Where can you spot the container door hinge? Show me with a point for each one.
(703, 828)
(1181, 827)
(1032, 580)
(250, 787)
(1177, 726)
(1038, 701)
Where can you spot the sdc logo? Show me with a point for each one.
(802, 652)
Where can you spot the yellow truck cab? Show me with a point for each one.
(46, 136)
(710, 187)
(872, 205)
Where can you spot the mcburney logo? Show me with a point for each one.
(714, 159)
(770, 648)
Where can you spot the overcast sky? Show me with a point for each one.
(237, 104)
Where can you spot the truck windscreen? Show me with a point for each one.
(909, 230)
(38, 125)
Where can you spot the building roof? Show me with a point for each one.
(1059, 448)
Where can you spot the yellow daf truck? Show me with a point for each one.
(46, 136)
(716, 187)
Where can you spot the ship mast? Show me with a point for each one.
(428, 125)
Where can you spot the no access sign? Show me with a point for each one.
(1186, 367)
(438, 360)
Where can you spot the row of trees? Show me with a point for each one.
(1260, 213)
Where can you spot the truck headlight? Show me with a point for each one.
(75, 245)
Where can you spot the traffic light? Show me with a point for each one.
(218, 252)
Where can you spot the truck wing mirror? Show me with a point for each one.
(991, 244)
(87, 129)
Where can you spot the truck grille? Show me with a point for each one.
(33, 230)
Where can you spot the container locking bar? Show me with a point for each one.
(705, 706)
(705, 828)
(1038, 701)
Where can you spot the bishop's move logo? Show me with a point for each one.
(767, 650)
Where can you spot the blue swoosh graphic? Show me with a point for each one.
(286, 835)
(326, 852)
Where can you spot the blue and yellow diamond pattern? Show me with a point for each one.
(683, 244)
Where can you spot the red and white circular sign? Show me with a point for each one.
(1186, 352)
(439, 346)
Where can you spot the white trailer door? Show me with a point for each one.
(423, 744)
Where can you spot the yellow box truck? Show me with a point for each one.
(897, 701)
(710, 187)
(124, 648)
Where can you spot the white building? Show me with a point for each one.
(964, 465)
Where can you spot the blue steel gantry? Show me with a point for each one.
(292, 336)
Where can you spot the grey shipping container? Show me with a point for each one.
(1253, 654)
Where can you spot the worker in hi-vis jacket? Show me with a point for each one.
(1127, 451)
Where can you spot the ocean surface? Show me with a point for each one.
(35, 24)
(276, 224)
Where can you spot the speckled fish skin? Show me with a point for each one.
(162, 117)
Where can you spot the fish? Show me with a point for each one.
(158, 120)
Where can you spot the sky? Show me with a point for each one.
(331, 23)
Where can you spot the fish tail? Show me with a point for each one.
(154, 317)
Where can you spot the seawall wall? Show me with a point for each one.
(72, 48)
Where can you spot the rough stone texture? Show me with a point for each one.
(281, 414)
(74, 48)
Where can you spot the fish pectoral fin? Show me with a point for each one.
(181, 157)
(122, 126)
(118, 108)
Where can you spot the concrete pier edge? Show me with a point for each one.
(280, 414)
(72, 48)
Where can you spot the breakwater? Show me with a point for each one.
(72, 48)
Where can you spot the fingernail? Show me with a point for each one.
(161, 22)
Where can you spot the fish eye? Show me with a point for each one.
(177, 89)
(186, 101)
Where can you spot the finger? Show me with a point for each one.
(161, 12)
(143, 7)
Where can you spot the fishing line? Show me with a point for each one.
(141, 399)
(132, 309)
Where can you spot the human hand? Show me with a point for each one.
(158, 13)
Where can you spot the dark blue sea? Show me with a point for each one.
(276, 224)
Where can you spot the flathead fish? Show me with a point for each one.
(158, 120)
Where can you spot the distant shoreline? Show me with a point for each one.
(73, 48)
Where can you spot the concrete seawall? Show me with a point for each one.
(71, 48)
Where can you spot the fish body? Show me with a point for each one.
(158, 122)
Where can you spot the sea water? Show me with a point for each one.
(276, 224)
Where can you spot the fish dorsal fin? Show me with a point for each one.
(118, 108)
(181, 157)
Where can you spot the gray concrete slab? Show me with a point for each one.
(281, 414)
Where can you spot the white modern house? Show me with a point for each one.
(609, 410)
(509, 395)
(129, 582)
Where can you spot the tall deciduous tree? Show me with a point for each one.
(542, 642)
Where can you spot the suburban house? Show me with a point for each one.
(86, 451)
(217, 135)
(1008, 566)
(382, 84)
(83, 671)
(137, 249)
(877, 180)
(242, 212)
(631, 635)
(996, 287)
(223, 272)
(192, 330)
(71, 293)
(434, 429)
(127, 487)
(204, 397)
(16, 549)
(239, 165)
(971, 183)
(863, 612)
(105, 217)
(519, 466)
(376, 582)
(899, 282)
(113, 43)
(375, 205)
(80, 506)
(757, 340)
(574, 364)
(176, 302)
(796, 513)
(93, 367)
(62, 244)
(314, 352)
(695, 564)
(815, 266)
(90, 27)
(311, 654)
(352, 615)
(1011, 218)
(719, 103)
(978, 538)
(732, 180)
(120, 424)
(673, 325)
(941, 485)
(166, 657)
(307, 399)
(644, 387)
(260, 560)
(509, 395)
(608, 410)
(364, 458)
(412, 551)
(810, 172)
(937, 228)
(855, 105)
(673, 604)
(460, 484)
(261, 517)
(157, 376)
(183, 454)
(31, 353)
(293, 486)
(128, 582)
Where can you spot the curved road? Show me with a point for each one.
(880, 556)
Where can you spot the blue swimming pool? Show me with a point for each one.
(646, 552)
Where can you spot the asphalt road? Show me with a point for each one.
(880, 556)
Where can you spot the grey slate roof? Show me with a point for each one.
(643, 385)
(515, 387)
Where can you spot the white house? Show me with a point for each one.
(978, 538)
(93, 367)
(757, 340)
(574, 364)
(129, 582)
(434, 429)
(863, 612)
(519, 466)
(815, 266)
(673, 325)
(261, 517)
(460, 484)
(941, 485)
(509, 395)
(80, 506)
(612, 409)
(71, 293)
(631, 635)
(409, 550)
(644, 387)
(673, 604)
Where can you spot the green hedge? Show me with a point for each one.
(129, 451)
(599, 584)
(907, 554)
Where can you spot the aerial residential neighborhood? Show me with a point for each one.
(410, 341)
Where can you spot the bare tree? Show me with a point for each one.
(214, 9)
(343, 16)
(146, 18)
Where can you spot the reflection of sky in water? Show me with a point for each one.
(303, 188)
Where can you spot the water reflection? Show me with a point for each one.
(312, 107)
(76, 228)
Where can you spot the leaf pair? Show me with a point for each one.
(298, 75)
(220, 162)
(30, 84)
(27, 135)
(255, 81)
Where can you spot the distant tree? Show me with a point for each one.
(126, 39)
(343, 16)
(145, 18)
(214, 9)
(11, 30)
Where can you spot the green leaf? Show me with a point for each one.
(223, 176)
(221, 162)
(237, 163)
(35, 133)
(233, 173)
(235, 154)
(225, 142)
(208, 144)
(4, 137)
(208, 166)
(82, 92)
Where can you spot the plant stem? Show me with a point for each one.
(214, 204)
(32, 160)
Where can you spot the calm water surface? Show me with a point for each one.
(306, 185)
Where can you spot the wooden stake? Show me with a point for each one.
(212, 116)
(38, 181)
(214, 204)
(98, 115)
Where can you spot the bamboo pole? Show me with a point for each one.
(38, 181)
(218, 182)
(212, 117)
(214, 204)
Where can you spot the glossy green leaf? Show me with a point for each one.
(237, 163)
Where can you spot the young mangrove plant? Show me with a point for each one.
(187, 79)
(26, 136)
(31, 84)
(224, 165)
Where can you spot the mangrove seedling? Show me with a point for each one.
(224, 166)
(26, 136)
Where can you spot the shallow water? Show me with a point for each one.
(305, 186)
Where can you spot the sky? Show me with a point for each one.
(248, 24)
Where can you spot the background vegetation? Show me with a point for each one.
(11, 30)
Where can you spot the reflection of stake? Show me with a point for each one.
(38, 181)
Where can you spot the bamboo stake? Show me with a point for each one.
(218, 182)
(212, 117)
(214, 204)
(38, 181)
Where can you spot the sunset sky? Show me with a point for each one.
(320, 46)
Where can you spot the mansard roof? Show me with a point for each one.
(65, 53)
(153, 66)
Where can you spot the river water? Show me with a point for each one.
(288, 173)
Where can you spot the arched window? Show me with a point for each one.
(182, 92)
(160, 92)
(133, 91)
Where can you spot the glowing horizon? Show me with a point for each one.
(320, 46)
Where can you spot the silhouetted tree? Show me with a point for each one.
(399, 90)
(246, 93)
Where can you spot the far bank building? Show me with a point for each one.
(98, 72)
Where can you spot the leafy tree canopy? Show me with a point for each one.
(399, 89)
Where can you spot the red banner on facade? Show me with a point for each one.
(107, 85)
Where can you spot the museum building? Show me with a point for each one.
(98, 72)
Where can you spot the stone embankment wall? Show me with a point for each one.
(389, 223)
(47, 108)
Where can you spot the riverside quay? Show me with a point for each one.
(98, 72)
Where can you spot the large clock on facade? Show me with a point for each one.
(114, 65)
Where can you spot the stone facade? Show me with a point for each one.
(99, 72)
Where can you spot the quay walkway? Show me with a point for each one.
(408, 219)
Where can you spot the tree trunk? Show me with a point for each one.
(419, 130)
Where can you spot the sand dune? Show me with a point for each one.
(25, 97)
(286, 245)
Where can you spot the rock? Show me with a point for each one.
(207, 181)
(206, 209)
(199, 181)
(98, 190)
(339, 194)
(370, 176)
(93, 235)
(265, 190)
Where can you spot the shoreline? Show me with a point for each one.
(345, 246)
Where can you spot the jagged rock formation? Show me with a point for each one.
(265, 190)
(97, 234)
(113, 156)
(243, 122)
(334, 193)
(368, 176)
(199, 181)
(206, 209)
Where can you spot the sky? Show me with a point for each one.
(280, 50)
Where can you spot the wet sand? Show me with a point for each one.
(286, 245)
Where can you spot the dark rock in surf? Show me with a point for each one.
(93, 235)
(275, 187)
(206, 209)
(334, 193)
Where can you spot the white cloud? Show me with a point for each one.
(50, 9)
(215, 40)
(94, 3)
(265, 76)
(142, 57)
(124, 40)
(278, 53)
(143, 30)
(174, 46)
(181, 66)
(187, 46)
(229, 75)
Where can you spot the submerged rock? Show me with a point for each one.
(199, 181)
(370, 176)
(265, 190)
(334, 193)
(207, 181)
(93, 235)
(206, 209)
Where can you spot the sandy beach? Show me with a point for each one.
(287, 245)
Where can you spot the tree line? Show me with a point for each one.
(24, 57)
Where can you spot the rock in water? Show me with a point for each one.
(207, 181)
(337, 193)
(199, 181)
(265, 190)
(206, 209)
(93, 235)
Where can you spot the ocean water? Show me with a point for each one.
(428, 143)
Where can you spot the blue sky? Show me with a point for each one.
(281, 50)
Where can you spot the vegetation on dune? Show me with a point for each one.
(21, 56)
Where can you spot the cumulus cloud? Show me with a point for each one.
◆ ◆ ◆ ◆
### PROBLEM DETAILS
In the listing above, find the line with "Where can you spot the submerged" and set down that line and all after it exactly, through the final line.

### SOLUTION
Where can you spot the submerged rock? Show me with a point for each one.
(199, 181)
(370, 176)
(265, 190)
(334, 193)
(207, 181)
(93, 235)
(206, 209)
Where can you spot the sandy beach? Show me with a point for each one.
(287, 245)
Where can you spot the tree line? Show me with a point for each one.
(24, 57)
Where can you spot the rock in water? Show me with a point for each one.
(207, 181)
(337, 193)
(199, 181)
(265, 190)
(206, 209)
(93, 235)
Where can you spot the ocean water? Show me with a point for each one.
(428, 143)
Where can you spot the blue sky? Show me with a point for each one.
(281, 50)
Where can you spot the vegetation on dune? Show me with a point for each one.
(21, 56)
Where can you spot the cumulus cloud? Show me with a point for each one.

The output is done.